Entries supplied

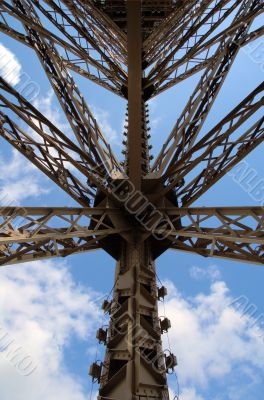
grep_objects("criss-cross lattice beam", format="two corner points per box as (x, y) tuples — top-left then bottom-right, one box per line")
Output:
(0, 0), (127, 96)
(155, 82), (264, 204)
(171, 13), (264, 73)
(145, 0), (233, 87)
(0, 1), (122, 93)
(152, 1), (262, 176)
(0, 207), (128, 265)
(143, 0), (197, 63)
(58, 0), (127, 63)
(144, 0), (263, 96)
(1, 0), (121, 177)
(34, 0), (127, 89)
(150, 0), (262, 177)
(160, 207), (264, 265)
(0, 77), (119, 206)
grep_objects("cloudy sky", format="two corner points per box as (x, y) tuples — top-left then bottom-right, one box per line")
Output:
(0, 7), (264, 400)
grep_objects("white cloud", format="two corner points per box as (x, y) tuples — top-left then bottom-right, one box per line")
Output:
(32, 90), (70, 137)
(91, 105), (121, 147)
(31, 91), (93, 183)
(0, 90), (87, 206)
(148, 97), (162, 132)
(189, 264), (221, 281)
(0, 252), (263, 400)
(163, 279), (264, 399)
(0, 149), (35, 181)
(0, 259), (102, 400)
(0, 149), (49, 204)
(169, 385), (205, 400)
(180, 387), (205, 400)
(0, 43), (21, 85)
(32, 91), (118, 152)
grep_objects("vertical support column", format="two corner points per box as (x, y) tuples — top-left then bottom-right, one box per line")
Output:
(127, 0), (143, 190)
(97, 241), (170, 400)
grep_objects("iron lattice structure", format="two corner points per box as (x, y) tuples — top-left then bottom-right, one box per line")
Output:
(0, 0), (264, 399)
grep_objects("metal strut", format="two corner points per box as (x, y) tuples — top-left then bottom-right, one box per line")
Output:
(89, 2), (174, 398)
(96, 242), (171, 400)
(0, 1), (263, 399)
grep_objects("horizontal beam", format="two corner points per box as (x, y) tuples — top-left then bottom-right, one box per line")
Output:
(160, 207), (264, 216)
(0, 206), (129, 265)
(170, 242), (264, 265)
(1, 205), (264, 265)
(0, 207), (123, 216)
(158, 206), (264, 264)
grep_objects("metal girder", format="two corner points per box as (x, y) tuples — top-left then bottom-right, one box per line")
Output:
(35, 0), (127, 88)
(98, 242), (170, 399)
(145, 0), (227, 80)
(0, 207), (128, 265)
(150, 0), (262, 177)
(242, 26), (264, 47)
(1, 205), (264, 265)
(144, 0), (263, 96)
(178, 12), (264, 68)
(161, 207), (264, 265)
(125, 2), (153, 186)
(0, 2), (122, 94)
(155, 82), (264, 204)
(143, 0), (197, 62)
(0, 77), (118, 206)
(126, 0), (143, 189)
(0, 0), (127, 96)
(1, 1), (264, 398)
(78, 0), (127, 44)
(10, 0), (121, 178)
(58, 0), (127, 62)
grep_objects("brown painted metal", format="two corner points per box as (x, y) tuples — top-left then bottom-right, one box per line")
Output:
(127, 0), (143, 189)
(99, 242), (170, 400)
(144, 0), (263, 95)
(150, 0), (262, 177)
(0, 207), (130, 265)
(0, 1), (263, 399)
(1, 205), (264, 264)
(151, 82), (264, 204)
(0, 0), (127, 95)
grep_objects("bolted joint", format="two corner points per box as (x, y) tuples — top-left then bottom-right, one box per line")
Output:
(160, 317), (171, 334)
(158, 286), (168, 300)
(89, 362), (102, 383)
(173, 178), (185, 188)
(102, 300), (112, 314)
(165, 352), (177, 373)
(96, 328), (108, 345)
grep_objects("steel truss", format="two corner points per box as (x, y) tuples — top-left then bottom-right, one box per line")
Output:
(0, 0), (263, 399)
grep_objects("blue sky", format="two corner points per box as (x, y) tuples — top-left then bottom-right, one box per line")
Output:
(0, 9), (264, 400)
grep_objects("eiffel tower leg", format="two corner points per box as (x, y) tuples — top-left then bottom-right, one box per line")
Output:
(98, 241), (170, 400)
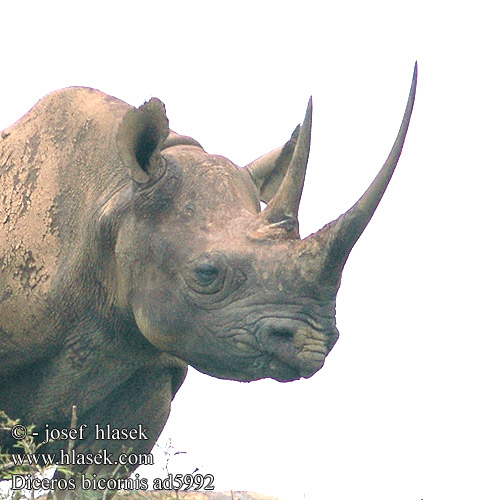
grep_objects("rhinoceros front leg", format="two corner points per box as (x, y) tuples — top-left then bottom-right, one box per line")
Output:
(49, 361), (186, 500)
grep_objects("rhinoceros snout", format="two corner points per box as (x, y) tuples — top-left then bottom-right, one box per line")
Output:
(257, 319), (331, 379)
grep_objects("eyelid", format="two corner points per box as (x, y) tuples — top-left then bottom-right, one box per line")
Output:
(195, 264), (219, 282)
(187, 253), (227, 294)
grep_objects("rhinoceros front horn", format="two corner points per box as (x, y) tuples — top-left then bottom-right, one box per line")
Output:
(300, 63), (417, 286)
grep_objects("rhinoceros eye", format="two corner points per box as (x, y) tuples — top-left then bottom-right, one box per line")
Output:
(194, 263), (219, 284)
(188, 253), (227, 294)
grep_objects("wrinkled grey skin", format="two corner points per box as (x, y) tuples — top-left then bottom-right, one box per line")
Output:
(0, 66), (416, 496)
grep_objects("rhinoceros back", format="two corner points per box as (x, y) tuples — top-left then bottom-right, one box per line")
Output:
(0, 88), (130, 372)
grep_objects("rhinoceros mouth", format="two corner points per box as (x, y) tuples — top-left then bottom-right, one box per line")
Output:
(268, 356), (324, 381)
(267, 359), (304, 381)
(251, 319), (332, 381)
(228, 331), (325, 381)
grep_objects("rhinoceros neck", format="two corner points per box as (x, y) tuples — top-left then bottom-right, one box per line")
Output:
(0, 304), (186, 424)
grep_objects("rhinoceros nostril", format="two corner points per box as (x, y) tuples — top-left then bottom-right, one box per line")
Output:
(269, 329), (295, 345)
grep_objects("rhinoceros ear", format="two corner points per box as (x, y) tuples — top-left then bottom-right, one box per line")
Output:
(244, 125), (300, 203)
(117, 98), (169, 184)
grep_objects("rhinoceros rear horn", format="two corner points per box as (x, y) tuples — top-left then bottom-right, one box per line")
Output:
(246, 98), (312, 239)
(245, 124), (301, 204)
(117, 98), (169, 184)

Aim of the exercise
An exact copy of the records is required. Pictures do not belong in it.

Answer box
grep_objects("criss-cross lattice beam", format="two corner points per box as (x, y) tuples — top-left then bottom-right, one box per line")
Output:
(0, 0), (127, 96)
(155, 82), (264, 204)
(171, 13), (264, 73)
(145, 0), (233, 87)
(0, 1), (122, 93)
(152, 1), (262, 176)
(0, 207), (128, 265)
(143, 0), (197, 63)
(58, 0), (127, 63)
(144, 0), (263, 96)
(1, 0), (121, 177)
(34, 0), (127, 89)
(150, 0), (262, 177)
(160, 207), (264, 265)
(0, 77), (119, 206)
grep_objects("cloudy sky", format="two corner points per box as (x, y) tuples — top-left then bottom-right, one box per line")
Output:
(0, 7), (264, 400)
grep_objects("white cloud", format="two corner points per box as (x, y) tuples — top-left then bottom-right, one box per line")
Output:
(32, 90), (70, 137)
(91, 105), (121, 147)
(31, 91), (93, 183)
(0, 90), (87, 206)
(148, 97), (162, 132)
(189, 264), (221, 281)
(0, 252), (263, 400)
(163, 279), (264, 399)
(0, 149), (35, 181)
(0, 259), (102, 400)
(0, 149), (49, 204)
(169, 385), (205, 400)
(180, 387), (205, 400)
(0, 43), (21, 85)
(32, 91), (118, 152)
grep_objects("vertical support column", format="two corner points per box as (x, y) tuples — top-left then bottom-right, one box per line")
Output:
(127, 0), (143, 190)
(97, 241), (170, 400)
grep_objects("iron lattice structure", format="two corner points per box as (x, y) tuples — top-left then bottom-right, one box per line")
Output:
(0, 0), (264, 399)
grep_objects("metal strut", format="two corner points per box as (x, y) tuples — top-left then bottom-right, one box per line")
Output:
(89, 2), (174, 398)
(96, 242), (171, 400)
(0, 1), (263, 399)
grep_objects("horizontal beam", format="two corner points per box as (x, y) tuples — top-left then bottom-right, one box per line")
Output:
(160, 207), (264, 216)
(0, 206), (129, 265)
(170, 242), (264, 265)
(1, 205), (264, 265)
(0, 207), (123, 216)
(158, 206), (264, 264)
grep_objects("metal girder", format="two corner points per box as (x, y) tuples — top-left then bottom-right, one box per line")
Output:
(35, 0), (127, 88)
(98, 242), (170, 399)
(145, 0), (227, 80)
(0, 207), (128, 265)
(150, 0), (262, 177)
(242, 26), (264, 47)
(1, 205), (264, 265)
(144, 0), (263, 96)
(178, 12), (264, 68)
(161, 207), (264, 265)
(125, 2), (153, 186)
(0, 2), (122, 94)
(155, 82), (264, 204)
(143, 0), (197, 62)
(0, 77), (118, 206)
(126, 0), (143, 189)
(0, 0), (127, 96)
(1, 1), (264, 398)
(78, 0), (127, 44)
(10, 0), (121, 178)
(58, 0), (127, 62)
grep_objects("brown painted metal", format="two corner points per box as (x, y) tuples — top-left then bottom-right, one box per line")
Output:
(127, 0), (143, 189)
(99, 242), (170, 400)
(144, 0), (263, 95)
(150, 0), (262, 177)
(0, 207), (130, 265)
(0, 1), (263, 399)
(1, 205), (264, 264)
(151, 82), (264, 204)
(0, 0), (127, 95)
grep_objects("bolted joint", format="two corner points per box as (x, y) tuples — top-left then bottom-right, one box per line")
Output:
(160, 317), (171, 334)
(158, 286), (168, 300)
(89, 362), (102, 383)
(173, 178), (185, 188)
(102, 300), (112, 314)
(165, 352), (177, 373)
(96, 328), (108, 345)
grep_objects("steel truss", format="two corner points per box as (x, y) tuples — top-left then bottom-right, one box per line")
Output:
(0, 0), (263, 399)
grep_objects("blue sky", format="two corner points per box as (x, y) tuples — top-left then bottom-right, one box per line")
Output:
(0, 9), (264, 400)
grep_objects("eiffel tower leg", format="two corner points per box as (x, y) tuples — top-left then bottom-right, one box per line")
Output:
(98, 241), (170, 400)
grep_objects("rhinoceros front leg", format="two corner points per box as (x, y) tuples — top-left then bottom-right, one box per line")
Output:
(49, 361), (186, 500)
grep_objects("rhinoceros snout", format="two corner points per box as (x, y) tuples — top-left then bottom-right, one box per line")
Output:
(257, 319), (331, 379)
grep_objects("eyelid", format="two corner points per box as (x, y) tuples — top-left then bottom-right, one box per line")
Output:
(195, 264), (219, 282)
(187, 253), (227, 294)
grep_objects("rhinoceros front horn", format="two corner points per box as (x, y) tuples — top-left then bottom-right, one box per line")
Output:
(300, 63), (417, 286)
grep_objects("rhinoceros eye", format="two corner points per box as (x, y) tuples — top-left then bottom-right, one box per line")
Output:
(194, 263), (219, 284)
(188, 253), (227, 294)
grep_objects("wrinkled grey skin", format="two corner points per box as (x, y) tuples — top-left then bottom-right, one box per line")
Output:
(0, 66), (416, 496)
grep_objects("rhinoceros back", format="two corner points per box as (x, y) tuples — top-left then bottom-right, one box per line")
Output:
(0, 88), (130, 372)
grep_objects("rhinoceros mouth", format="two corner points per box as (x, y) tuples — top-left then bottom-right, one box per line")
Output:
(268, 356), (324, 381)
(267, 359), (304, 381)
(251, 319), (332, 381)
(228, 331), (325, 381)
grep_objects("rhinoceros neck", format="two corner points per box as (x, y) tuples — top-left then bottom-right, one box per line")
Output:
(0, 304), (186, 424)
grep_objects("rhinoceros nostril", format="two corner points per box as (x, y) tuples — top-left then bottom-right, one box per line")
Output:
(269, 329), (295, 345)
grep_objects("rhinoceros ear", format="two corner points per box as (x, y) tuples — top-left then bottom-right, one box per line")
Output:
(244, 125), (300, 203)
(117, 98), (169, 184)
grep_objects("rhinoceros rear horn", format="two corner points per box as (x, y) tuples — top-left then bottom-right, one box per line")
Output:
(246, 98), (312, 239)
(245, 124), (301, 204)
(117, 98), (169, 184)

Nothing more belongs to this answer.